**Extracted text**.
****************************************

EDI is also leading a consortium developing CZWG’s regeneration masterplan for Craigmillar, a run-down estate on the outskirts of Edinburgh.

Revitalising city-centre retail.

The £100m Galleries scheme at Princes Street is intended to combat the decline in Edinburgh city centre’s retail turnover compared with the out-of-town shopping centres at Leith and Glasgow’s Braehead.

Wall is confident that The Galleries, which was the subject of a public inquiry last year, will receive outline planning consent in August. He then plans to launch an international architectural competition, in association with the Royal Incorporation of Architects in Scotland, for a £6.3m scheme to improve the public realm around Princes Street, including “all the external parts of the Galleries, the lift hoods, bus shelters, news kiosks, the pavements and surfaces, to give it coherence and quality. Like what Foster did in Bilbao, with the lift enclosures from the metro.” The Galleries will also create space for an underground extension to the National Gallery of Scotland, being redeveloped by architect John Miller and Partners.

Meanwhile, the development of Edinburgh Park is set to expand beyond its Richard Meier masterplan and provide many more jobs in the next decade. Infrastructure works have started on a 3.2 ha Allan Murray-designed masterplan for phase 1a of the business park.

****************************************

**Extracted material**.

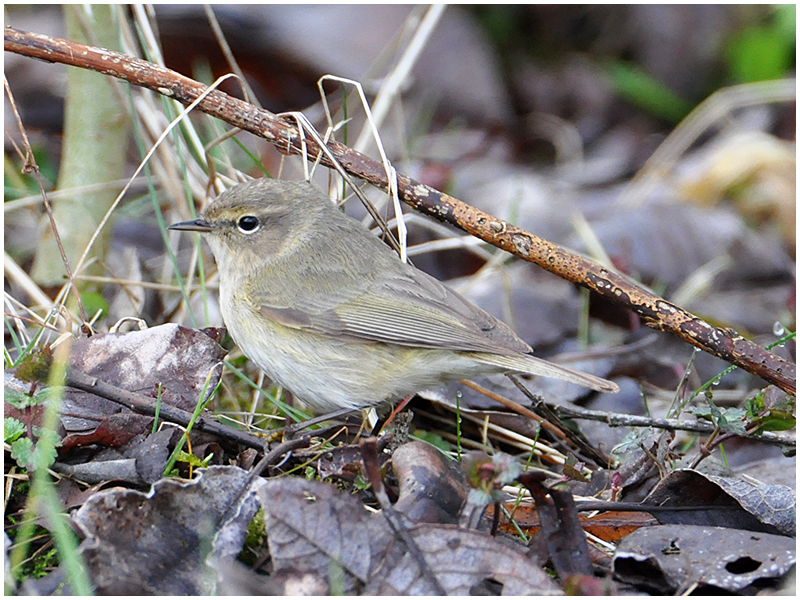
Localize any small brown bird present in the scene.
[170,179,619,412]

****************************************

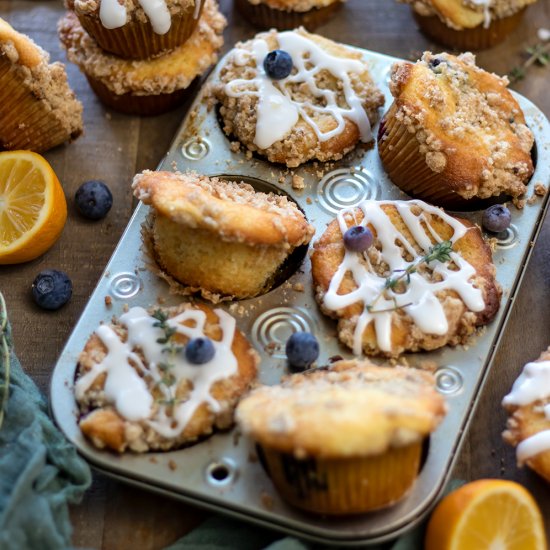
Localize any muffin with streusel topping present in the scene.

****************************************

**Your tasks**.
1. In the Edinburgh development text, which architect is redeveloping the National Gallery of Scotland?
2. Pick up the text on Edinburgh's development projects where it stops and continue it.

**Results of the exercise**.
1. John Miller and Partners.

2.
The £45m, 28 000 m2 scheme includes office buildings by Allan Murray, Glasgow-based Dunlop Murray and CZWG, a new orchard traversed by a kiosk, café, performance space and the reopened Edinburgh-Glasgow canal. All designs for the park are vetted by a design committee, including Wall, Ian Arnott, partner in Campbell and Arnott, and landscape architect Ian White.

The people-based business park

Wall hopes to get outline planning permission for phase two of Edinburgh Park next month. Designed by New York-based Tom Pfeiffer Associates, it features 35 new buildings laid out with a denser urban grain. “The first phases were laid out on a suburban line, because we had to have a cost-effective solution that worked. No firms wanted to move to the edge of town at first – until four years ago, we only had four tenants. Now that it has taken off, we can create a stronger hierarchy of spaces, with better linking spaces and internal courtyards, places for retreat,” says Wall.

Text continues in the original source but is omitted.